Задание 1:
Ответьте по отрывку о «Цикламене» и Измайлове:
(a) На какой высоте над уровнем моря находится самая высокая точка Москвы?
(b) Сколько лет рассказчик проработал на «Цикламене»?
(c) От какого шоссе и до какой улицы простирается ареал обитания рассказчика в Измайлове?
Задание 2: Выведите без изменений часть отрывка о «Цикламене» и Измайлове, которая начинается со слов «6. Измайлово» и заканчивается словами «ее мелких вод.».
Задание 3: Напишите продолжение отрывка о «Цикламене» и Измайлове, начиная сразу после его последнего предложения.

Текст:
• • • •

В нескольких километрах к Северу от пологой вершины Теплостанской возвышенности, на пологом холме, на опушке Битцевского леса стоит здание, где расположена организация «Цикламен». Здесь, в самой высокой точке Москвы (255м над уровнем моря) зимою царит суровый климат: Петр I в этих краях «селить людишек» не разрешил, «ибо померзнут». Что же касаемо «климата» в переносном смысле этого слова, то он там – ну, просто убийственный. Но, проработав на «Цикламене» 48 лет, я настолько привык к этой пыточной камере,  приобрел такую стойкую психологическую зависимость от нее, что, ее лишившись, вот уже шесть лет «торчу» (испытываю наркотическую ломку).
Я хотел бы, чтобы меня похоронили на «Цикламене» - урну с моим прахом замуровали в одной из его стен с облупившейся покраской, чтобы всегда быть в курсе его увлекательной, богатой на интриги, политической жизни.

6. Измайлово

Ареал моего обитания охватывает значительную часть этого района Москвы – от Измайловского шоссе до 9-й Парковой улицы, но его средоточием для меня всегда оставался просторный и благоухающий Измайловский парк, который невозможно отделить от моей жизни.
Я хотел бы, чтобы меня похоронили на берегу Серебрянки, чтобы я мог прислушиваться  к тихому и ласковому плеску ее мелких вод.

• • • •

(Записи из набора данных)
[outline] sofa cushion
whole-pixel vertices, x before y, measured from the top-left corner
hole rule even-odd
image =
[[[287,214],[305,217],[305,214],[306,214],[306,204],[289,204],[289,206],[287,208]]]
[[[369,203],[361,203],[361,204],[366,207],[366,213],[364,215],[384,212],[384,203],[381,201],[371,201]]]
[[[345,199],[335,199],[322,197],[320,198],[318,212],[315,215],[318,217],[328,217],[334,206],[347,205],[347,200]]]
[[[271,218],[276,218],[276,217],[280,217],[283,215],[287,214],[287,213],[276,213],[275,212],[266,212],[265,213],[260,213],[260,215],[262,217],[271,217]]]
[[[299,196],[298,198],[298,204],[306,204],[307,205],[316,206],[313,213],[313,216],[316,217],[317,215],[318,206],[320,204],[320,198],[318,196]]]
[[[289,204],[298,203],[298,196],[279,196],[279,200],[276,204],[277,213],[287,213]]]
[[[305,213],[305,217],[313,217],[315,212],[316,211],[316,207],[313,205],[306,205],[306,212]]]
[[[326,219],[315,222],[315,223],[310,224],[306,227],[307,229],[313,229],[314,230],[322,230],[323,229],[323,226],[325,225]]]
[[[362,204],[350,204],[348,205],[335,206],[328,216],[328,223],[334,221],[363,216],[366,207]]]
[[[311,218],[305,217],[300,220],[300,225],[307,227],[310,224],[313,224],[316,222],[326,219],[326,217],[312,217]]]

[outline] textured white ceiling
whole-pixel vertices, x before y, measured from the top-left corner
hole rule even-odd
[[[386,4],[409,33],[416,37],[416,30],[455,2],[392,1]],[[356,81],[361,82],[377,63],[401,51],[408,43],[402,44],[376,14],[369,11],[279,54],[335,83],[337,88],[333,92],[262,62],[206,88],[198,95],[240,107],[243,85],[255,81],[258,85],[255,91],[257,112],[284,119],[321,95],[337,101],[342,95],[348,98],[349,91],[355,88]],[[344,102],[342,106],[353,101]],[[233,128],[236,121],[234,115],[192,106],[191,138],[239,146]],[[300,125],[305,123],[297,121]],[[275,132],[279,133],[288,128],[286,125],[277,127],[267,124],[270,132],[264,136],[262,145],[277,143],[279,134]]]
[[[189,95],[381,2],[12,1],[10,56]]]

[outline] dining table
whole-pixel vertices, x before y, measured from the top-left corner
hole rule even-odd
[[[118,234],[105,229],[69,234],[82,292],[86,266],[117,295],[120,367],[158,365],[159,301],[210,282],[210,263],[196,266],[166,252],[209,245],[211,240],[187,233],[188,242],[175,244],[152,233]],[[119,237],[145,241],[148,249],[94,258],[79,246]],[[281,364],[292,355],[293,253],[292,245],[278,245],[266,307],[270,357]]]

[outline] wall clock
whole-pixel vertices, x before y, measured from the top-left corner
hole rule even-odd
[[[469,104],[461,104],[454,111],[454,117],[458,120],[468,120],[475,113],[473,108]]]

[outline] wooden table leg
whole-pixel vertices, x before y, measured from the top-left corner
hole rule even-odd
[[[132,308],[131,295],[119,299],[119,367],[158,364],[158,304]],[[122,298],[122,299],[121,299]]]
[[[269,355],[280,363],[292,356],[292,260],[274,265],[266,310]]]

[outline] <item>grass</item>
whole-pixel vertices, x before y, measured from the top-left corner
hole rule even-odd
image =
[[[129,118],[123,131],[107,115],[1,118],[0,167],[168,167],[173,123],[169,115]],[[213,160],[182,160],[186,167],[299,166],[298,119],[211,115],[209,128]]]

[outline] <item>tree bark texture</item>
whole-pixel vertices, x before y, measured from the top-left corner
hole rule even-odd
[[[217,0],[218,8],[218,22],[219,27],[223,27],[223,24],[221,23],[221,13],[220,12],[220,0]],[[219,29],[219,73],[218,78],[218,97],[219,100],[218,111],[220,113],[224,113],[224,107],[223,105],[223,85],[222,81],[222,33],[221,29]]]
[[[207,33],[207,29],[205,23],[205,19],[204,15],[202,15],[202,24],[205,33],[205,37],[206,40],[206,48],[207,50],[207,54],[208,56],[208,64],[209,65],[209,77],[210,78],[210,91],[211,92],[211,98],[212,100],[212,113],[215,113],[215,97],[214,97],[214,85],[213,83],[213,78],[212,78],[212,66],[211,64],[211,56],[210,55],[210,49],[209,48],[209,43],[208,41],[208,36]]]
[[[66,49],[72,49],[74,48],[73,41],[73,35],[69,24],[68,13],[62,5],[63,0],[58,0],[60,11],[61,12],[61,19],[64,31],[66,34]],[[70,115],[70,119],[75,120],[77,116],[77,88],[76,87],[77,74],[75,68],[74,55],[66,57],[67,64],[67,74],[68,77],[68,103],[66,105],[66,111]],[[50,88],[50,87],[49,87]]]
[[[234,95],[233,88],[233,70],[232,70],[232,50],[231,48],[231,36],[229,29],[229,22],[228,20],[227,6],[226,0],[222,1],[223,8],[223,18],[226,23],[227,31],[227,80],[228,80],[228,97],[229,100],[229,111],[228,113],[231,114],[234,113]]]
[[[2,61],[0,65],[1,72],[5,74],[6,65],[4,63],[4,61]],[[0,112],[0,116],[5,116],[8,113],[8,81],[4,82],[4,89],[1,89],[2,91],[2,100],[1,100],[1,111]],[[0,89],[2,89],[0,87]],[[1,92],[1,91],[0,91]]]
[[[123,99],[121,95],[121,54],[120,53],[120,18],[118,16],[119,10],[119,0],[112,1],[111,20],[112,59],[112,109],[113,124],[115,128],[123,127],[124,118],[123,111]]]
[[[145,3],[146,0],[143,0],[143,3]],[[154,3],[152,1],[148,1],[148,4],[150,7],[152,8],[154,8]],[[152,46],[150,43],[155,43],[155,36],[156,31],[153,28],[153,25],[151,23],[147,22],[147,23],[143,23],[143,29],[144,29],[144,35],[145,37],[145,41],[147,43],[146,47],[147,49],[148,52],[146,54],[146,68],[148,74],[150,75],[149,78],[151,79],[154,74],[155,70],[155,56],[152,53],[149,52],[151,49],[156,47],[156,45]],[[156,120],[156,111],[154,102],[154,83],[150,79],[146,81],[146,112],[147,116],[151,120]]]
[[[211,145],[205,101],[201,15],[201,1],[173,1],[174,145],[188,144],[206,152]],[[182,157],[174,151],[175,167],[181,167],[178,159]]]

• • • •

Ответ 1:
(a) 255 м над уровнем моря.
(b) 48 лет.
(c) От Измайловского шоссе до 9-й Парковой улицы.

Ответ 2:
6. Измайлово

Ареал моего обитания охватывает значительную часть этого района Москвы – от Измайловского шоссе до 9-й Парковой улицы, но его средоточием для меня всегда оставался просторный и благоухающий Измайловский парк, который невозможно отделить от моей жизни.
Я хотел бы, чтобы меня похоронили на берегу Серебрянки, чтобы я мог прислушиваться  к тихому и ласковому плеску ее мелких вод.

Ответ 3:
7. Новогиреево

Я поселился в этом бывшем дачном районе в 1968 году, когда он представлял собою огромный фруктовый сад. Выглянув из окна весною, можно было представить себя пассажиром корабля, бороздящего безбрежное море белоснежной кипени. За прошедшее с тех пор время все фруктовые деревья исчезли, - и от их цветения остались лишь светлые отсветы на потолке моей комнаты; а все Новогиреево вплоть до самого горизонта заросло бетонным лесом из однообразных уродливых многоэтажных зданий, но, прожив в этом районе 50 лет, я прикипел душой к своему двенадцатиэтажному блочному дому – месту моего предстоящего упокоения.
Я хотел бы, чтобы после смерти мой труп сожгли на лужайке перед моим домом на ложе из моей сложенной штабелем личной библиотеки, а прах и золу развеяли над Новогиреево.
                Июль 2017


Рецензии
Почти семь лет прошло с момента этой публикации. Рано торопитесь: Вам еще жить да жить!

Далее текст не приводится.